### SOURCE PASSAGE
━━━━━━━━━━━━━━━━━━━━

# Thinking of using a dehumidifier



## MEDHBSI (Sep 4, 2011)

So my 360g is in my garage and I'm noticing a lot of humidity. Has anyone had success with a dehumidifier? I've got the tank sealed as much as possible but it's still really bad ( water dripping from the garage door) it's a strata so I can't cut any holes and install vents.


----------



## C-kidder (Aug 2, 2014)

I have 10+ fish tanks in a room with no windows so i have a dehumidifier. Its a cheap one and it works great it runs 24/7 like the tanks and seems to keep up fine. I never had any massive condensation on my roof your talking but did have some noticeable dampness and musty air.


----------



## Plumberboy (Jun 2, 2014)

I have a large one running in my garage 24/7 too. Wood walls and ceiling started growing mold, with a 'jungle' smell. I would suggest you buy the largest you can, so it'll run on low and/or shutoff once in a while! Canadian Tire puts the 70 and 90 pints on sale several times a year. Don't get the ones with the pump (one more thing to go wrong) just hook up a garden hose and have it drain under the door. You will notice your tank/sump levels dropping much quicker, its amazing how much water they pull out of the air. Mine sits on the countertop and just drains into the sink. Money well spent imo.


----------



## aprilsaquarium (Aug 22, 2016)

I have a small one but I put a hose on it so it constantly goes . There's an option of the bucket or hose . Got it at Canadian tire years ago.
When I used the hose into a bucket it filled a 5
Gallon bucket everyday! So. Ow I have it draining out the door and another on top of the toilet draining into it. But I have 56 tanks. If I did t have it I'd be in trouble . 
Definitely get one. You can ruin your home. My one friend everything in the whole
Downstairs of his house was moldy.
A famous discus guy ruined his house .


Sent from my iPhone using Tapatalk


----------



## smccleme (Aug 20, 2012)

If you can insulate the backside of your garage door, it will help a lot with condensation (and significantly decrease the heat loss). Easy to do with plastispan. Get some sheets and cut rectangles to fit the panels.


----------



## aprilsaquarium (Aug 22, 2016)

Yes metal attracts the moisture. Or that roxul which does t get mouldy. My friends fish warehouse he used insulation for boats. No
More wet metal
Door . Also if you have the room temp the same as the water temp then not much humidity. Warm
Water, cooler air then lots.



Sent from my iPhone using Tapatalk


----------



## architeuthis (Apr 22, 2010)

I just got mine out for the winter.
I only run it during the night.
I'm going to make some lids for some of my tanks to cut down on the moisture.


----------

━━━━━━━━━━━━━━━━━━━━

### ENTRIES PROVIDED

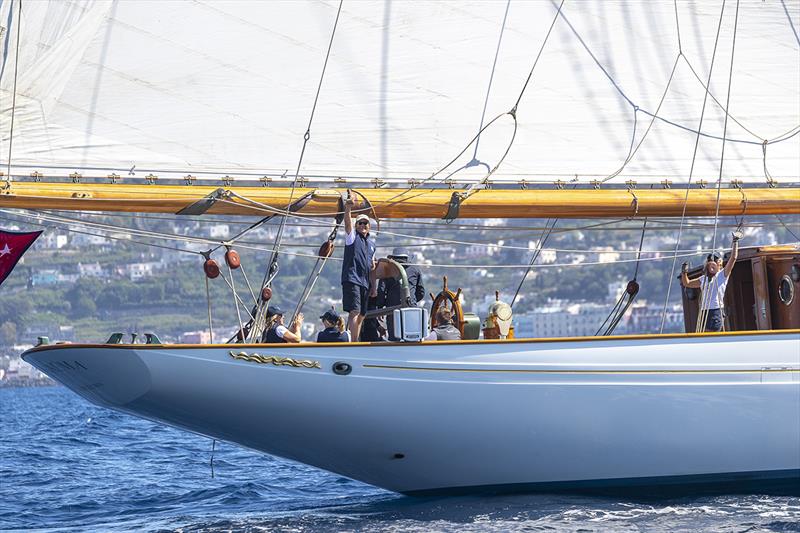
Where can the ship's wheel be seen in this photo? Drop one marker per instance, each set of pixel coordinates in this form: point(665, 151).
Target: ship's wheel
point(448, 299)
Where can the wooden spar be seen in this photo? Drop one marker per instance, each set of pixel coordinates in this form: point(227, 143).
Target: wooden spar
point(413, 203)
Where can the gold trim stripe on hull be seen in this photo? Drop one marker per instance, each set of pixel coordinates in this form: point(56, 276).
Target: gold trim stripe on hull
point(551, 371)
point(414, 203)
point(722, 335)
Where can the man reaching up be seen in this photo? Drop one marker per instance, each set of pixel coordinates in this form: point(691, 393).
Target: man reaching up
point(357, 269)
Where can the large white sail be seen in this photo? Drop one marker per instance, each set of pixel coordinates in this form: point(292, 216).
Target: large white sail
point(228, 87)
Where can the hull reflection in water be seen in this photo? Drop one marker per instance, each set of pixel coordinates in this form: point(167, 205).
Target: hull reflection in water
point(668, 411)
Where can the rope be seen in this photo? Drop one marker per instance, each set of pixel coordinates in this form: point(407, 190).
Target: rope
point(14, 96)
point(542, 240)
point(691, 170)
point(793, 234)
point(306, 138)
point(725, 125)
point(622, 93)
point(632, 151)
point(475, 160)
point(625, 299)
point(208, 302)
point(513, 113)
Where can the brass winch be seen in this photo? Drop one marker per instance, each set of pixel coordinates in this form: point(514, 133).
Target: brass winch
point(498, 321)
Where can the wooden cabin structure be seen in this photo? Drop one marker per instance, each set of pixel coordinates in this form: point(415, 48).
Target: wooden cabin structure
point(763, 292)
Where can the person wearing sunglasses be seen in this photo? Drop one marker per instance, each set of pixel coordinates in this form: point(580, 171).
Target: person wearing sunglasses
point(357, 268)
point(712, 284)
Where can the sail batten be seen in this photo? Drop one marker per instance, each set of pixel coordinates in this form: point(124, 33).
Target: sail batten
point(390, 203)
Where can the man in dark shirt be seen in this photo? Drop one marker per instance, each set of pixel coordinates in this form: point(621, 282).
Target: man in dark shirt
point(390, 292)
point(358, 268)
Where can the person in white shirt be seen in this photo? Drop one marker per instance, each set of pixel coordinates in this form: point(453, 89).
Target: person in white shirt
point(712, 284)
point(276, 332)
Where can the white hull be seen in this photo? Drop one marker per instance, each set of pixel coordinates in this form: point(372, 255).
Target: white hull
point(546, 414)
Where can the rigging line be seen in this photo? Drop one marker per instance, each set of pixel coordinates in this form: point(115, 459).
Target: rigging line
point(208, 302)
point(104, 236)
point(725, 124)
point(542, 240)
point(306, 138)
point(793, 234)
point(413, 223)
point(550, 265)
point(512, 112)
point(791, 24)
point(719, 104)
point(491, 79)
point(632, 151)
point(631, 103)
point(264, 207)
point(639, 252)
point(121, 229)
point(691, 169)
point(539, 55)
point(13, 95)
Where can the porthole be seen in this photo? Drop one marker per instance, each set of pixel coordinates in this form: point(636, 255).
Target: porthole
point(786, 290)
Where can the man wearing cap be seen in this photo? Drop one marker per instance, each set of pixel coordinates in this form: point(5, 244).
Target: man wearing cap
point(712, 284)
point(358, 268)
point(389, 290)
point(276, 332)
point(334, 328)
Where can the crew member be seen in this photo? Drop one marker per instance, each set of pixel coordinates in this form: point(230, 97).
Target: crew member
point(276, 332)
point(334, 328)
point(358, 268)
point(446, 330)
point(712, 284)
point(374, 328)
point(390, 293)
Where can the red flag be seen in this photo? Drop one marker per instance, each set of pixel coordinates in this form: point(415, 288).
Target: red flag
point(12, 245)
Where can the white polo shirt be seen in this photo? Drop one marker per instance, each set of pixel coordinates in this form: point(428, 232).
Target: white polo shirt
point(712, 291)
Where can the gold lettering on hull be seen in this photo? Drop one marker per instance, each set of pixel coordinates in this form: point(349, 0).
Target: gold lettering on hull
point(274, 360)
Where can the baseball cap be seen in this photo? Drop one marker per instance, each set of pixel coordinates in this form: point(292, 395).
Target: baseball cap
point(331, 316)
point(399, 252)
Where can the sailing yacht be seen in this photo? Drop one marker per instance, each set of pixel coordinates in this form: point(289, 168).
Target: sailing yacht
point(567, 110)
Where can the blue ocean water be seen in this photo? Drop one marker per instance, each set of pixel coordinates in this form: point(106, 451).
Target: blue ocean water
point(67, 465)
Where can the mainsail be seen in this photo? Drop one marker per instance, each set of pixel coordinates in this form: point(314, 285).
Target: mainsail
point(223, 89)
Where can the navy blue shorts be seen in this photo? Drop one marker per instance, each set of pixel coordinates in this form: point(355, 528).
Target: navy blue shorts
point(354, 297)
point(714, 320)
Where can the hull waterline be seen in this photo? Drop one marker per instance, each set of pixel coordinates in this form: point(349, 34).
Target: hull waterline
point(666, 411)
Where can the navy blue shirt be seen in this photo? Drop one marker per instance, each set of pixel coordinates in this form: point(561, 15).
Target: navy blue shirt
point(358, 256)
point(332, 335)
point(271, 335)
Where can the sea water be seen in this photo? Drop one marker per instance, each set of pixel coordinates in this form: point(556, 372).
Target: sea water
point(66, 464)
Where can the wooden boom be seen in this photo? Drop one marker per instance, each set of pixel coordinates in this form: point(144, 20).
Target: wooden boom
point(413, 203)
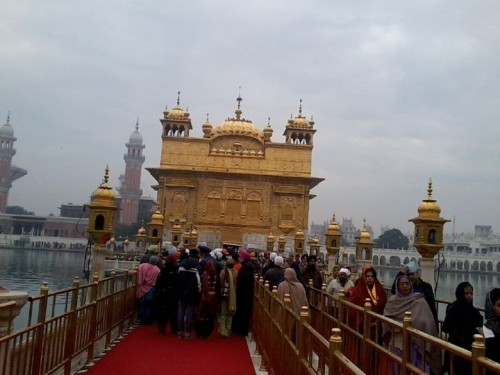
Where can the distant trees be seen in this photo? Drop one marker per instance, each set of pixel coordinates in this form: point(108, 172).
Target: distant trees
point(392, 239)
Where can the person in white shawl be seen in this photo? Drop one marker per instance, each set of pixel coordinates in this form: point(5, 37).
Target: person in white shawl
point(292, 286)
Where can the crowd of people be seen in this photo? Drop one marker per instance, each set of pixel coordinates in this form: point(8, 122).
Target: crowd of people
point(199, 289)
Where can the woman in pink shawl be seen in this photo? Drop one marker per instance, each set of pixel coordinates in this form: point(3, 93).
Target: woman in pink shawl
point(423, 320)
point(146, 280)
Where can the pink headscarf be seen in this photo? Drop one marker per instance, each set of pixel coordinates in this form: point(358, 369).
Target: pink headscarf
point(243, 254)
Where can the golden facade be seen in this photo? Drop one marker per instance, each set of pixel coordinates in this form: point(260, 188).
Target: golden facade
point(234, 181)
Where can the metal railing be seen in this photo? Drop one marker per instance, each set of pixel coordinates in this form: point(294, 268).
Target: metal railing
point(334, 336)
point(68, 328)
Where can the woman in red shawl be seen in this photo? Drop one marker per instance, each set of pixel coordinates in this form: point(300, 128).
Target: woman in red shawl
point(367, 288)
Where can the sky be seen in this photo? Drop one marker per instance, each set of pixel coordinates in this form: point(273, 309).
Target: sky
point(400, 92)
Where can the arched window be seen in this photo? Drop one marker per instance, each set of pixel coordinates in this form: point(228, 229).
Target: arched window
point(432, 236)
point(99, 222)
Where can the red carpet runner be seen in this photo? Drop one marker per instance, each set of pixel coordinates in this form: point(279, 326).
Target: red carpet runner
point(143, 351)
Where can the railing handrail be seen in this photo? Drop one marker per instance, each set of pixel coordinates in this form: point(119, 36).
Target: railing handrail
point(71, 338)
point(360, 347)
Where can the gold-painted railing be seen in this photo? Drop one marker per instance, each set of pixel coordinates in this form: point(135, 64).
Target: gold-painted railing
point(68, 328)
point(334, 336)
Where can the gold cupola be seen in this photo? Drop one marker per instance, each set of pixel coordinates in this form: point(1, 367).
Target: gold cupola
point(299, 241)
point(239, 126)
point(140, 239)
point(155, 228)
point(176, 122)
point(333, 237)
point(364, 244)
point(299, 130)
point(314, 246)
point(268, 131)
point(429, 226)
point(102, 212)
point(270, 242)
point(207, 128)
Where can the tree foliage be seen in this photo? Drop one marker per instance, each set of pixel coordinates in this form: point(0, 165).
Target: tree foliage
point(392, 239)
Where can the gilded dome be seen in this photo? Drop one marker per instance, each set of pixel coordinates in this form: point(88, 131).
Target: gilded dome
point(238, 126)
point(429, 207)
point(136, 137)
point(104, 193)
point(177, 113)
point(6, 130)
point(364, 235)
point(333, 228)
point(157, 218)
point(299, 121)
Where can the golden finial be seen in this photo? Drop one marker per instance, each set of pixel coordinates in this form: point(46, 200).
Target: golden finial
point(106, 174)
point(429, 189)
point(239, 100)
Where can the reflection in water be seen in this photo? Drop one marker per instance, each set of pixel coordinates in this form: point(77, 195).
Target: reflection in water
point(26, 270)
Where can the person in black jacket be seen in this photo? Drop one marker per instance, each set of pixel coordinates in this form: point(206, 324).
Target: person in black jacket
point(420, 286)
point(461, 323)
point(189, 288)
point(165, 301)
point(491, 327)
point(244, 295)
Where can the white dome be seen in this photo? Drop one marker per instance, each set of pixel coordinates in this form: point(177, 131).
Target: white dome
point(135, 138)
point(6, 131)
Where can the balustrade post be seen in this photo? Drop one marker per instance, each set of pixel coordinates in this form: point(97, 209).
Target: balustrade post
point(110, 308)
point(366, 336)
point(284, 317)
point(92, 330)
point(335, 346)
point(341, 307)
point(303, 338)
point(406, 342)
point(123, 303)
point(69, 347)
point(94, 289)
point(478, 349)
point(40, 330)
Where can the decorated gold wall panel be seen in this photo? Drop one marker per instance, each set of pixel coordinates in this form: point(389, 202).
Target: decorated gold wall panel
point(184, 153)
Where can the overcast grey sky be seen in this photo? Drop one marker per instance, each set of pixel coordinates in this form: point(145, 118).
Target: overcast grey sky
point(400, 91)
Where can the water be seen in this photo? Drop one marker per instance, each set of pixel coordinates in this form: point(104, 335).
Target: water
point(26, 270)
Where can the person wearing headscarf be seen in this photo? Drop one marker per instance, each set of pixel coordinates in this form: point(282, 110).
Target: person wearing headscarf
point(368, 288)
point(147, 274)
point(404, 300)
point(165, 300)
point(207, 311)
point(461, 323)
point(292, 286)
point(228, 277)
point(244, 294)
point(341, 283)
point(189, 288)
point(491, 327)
point(311, 272)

━━━━━━━━━━━━━━━━━━━━

### WORK TO DO
[1] Do these statements agree with the dehumidifier thread above? Answer yes or no for each and quote the deciding words of the thread.
(a) Plumberboy recommends buying a dehumidifier that has a pump.
(b) C-kidder keeps at least ten fish tanks in a room without windows.
(c) architeuthis runs the dehumidifier only during the day.
[2] Please translate this sentence from the dehumidifier thread into Spanish: "If you can insulate the backside of your garage door, it will help a lot with condensation (and significantly decrease the heat loss)."
[3] In the dehumidifier thread, which dehumidifier sizes does Canadian Tire put on sale several times a year?

### RESULTS OF THE TASKS
[1]
(a) No: "Don't get the ones with the pump (one more thing to go wrong)"
(b) Yes: "I have 10+ fish tanks in a room with no windows"
(c) No: "I only run it during the night."

[2] Si puedes aislar la parte trasera de la puerta de tu garaje, ayudará mucho con la condensación (y reducirá significativamente la pérdida de calor).

[3] The 70-pint and 90-pint models.